ZADANIA ->
1. Jakie posiłki wymienia menu we fragmencie wpisu i o której godzinie każdy z nich zaplanowano? Podaj wszystkie.
2. Co według fragmentu wpisu ma być nagrodą za wytrwanie w tym tygodniu?
3. Przepisz dokładnie z fragmentu wpisu tekst między „W ogóle ostatnio” a „wieczorem uzupełnię menu.”, łącznie z tymi słowami.

FRAGMENT WPISU ->
Uf jak na razie u mnie nie jest jeszcze tak upalnie i duszno, ale powoli wychodzi słońce, więc pewnie zaraz zacznie się parówa :( wczoraj chciałam sobie poćwiczyć chociaż w domu, bo dawno nie ćwiczyłam, ale po 20 minutach umiarkowanych ćwiczeń byłam cała mokra, zdyszana i umierająca - i to nie dlatego, że mam kiepską kondycję, ale przez tą mega duchotę :( nie lubię takiej pogody.
Prawie zaczynają mi się wakacje, jeszcze tylko jedna praca i będę się mogła nimi rozkoszować :)
W ogóle ostatnio mam jakąś wielką potrzebą spania - jeżeli nie muszę to nie wstaję wcześniej niż koło 10, dzisiaj sobie pozwoliłam i spałam do 11, jak na mnie to jest strasznie dużo! A i tak miałam ochotę jeszcze sobie poleżeć.
Ten tydzień musi być piękny pod względem diety. Postaram się też włączyć codzienne ćwiczenia, chociaż przy tych upałach nie wiem czy dam radę. Tabelkę już sobie zrobiłam i będę zaznaczać wieczorem czy się udało wszystko wykonać. Dzisiaj rano, w ogóle, pomyślałam sobie, że może spróbuję z a6w - jeszcze pomyślę.
Muszę się dzielnie trzymać, bo wymyśliłam sobie, że za ten tydzień w nagrodę kupię sobie film na dvd, który już dawno chciałam obejrzeć :) także jest mobilizacja.
Czy coś jeszcze??? Chyba wszystko :) wieczorem uzupełnię menu.
Trzymajcie się zimno (tym razem ;p)
:)
Menu:
Śniadanie 11:00:
pół grahamki 94,50
kromka chleba orkiszowego 79,2
2 plastry sera żółtego (2x42) 84
plaster szynki 20g - 50,6
pół pomidora - 10,5
kawałek arbuza 36 kcal
szczypiorek
= około 355 kcal
II Śniadanie 14:00:
banan 160 g - 144 kcal
Obiad 15:30:
380g kalafiora gotowanego z bułką tartą - około 328 kcal
Podwieczorek 17:30:
kisiel 123 kcal
20g pestek dyni 111,20
= 234,20
Kolacja 20:30 (trochę za późno, ale ćwiczenia się przedłużyły, zresztą jeszcze posiedzę)

SUROWE REKORDY ->
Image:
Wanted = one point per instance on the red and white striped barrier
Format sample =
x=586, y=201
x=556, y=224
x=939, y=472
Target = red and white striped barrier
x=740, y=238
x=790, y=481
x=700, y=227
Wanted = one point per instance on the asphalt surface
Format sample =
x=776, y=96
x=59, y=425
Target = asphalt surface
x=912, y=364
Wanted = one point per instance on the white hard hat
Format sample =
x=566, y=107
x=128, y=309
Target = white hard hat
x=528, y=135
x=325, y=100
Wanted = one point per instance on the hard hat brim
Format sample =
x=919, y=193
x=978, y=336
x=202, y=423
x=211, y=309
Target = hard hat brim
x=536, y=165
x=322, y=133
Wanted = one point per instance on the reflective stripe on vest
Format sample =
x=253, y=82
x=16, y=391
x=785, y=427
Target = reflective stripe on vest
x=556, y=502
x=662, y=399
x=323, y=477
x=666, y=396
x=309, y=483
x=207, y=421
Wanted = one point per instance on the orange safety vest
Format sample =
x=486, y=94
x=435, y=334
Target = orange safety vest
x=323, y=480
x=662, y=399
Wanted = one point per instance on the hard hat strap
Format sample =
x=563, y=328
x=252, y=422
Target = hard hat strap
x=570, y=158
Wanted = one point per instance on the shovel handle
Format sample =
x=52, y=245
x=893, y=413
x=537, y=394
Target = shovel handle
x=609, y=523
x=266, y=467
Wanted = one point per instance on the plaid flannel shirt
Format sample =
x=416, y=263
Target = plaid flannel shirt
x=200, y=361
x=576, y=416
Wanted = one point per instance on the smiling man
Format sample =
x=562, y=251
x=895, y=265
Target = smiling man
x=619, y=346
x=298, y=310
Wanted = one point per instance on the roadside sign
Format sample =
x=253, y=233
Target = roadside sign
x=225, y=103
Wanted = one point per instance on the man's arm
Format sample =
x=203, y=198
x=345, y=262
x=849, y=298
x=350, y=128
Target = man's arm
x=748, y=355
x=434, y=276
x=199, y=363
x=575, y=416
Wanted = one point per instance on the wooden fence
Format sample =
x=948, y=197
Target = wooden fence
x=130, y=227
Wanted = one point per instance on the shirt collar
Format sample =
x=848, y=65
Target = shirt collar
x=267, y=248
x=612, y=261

ODPOWIEDZI ->
1. Śniadanie o 11:00, II Śniadanie o 14:00, Obiad o 15:30, Podwieczorek o 17:30, Kolacja o 20:30.

2. Film na dvd, który od dawna chciała obejrzeć.

3.
W ogóle ostatnio mam jakąś wielką potrzebą spania - jeżeli nie muszę to nie wstaję wcześniej niż koło 10, dzisiaj sobie pozwoliłam i spałam do 11, jak na mnie to jest strasznie dużo! A i tak miałam ochotę jeszcze sobie poleżeć.
Ten tydzień musi być piękny pod względem diety. Postaram się też włączyć codzienne ćwiczenia, chociaż przy tych upałach nie wiem czy dam radę. Tabelkę już sobie zrobiłam i będę zaznaczać wieczorem czy się udało wszystko wykonać. Dzisiaj rano, w ogóle, pomyślałam sobie, że może spróbuję z a6w - jeszcze pomyślę.
Muszę się dzielnie trzymać, bo wymyśliłam sobie, że za ten tydzień w nagrodę kupię sobie film na dvd, który już dawno chciałam obejrzeć :) także jest mobilizacja.
Czy coś jeszcze??? Chyba wszystko :) wieczorem uzupełnię menu.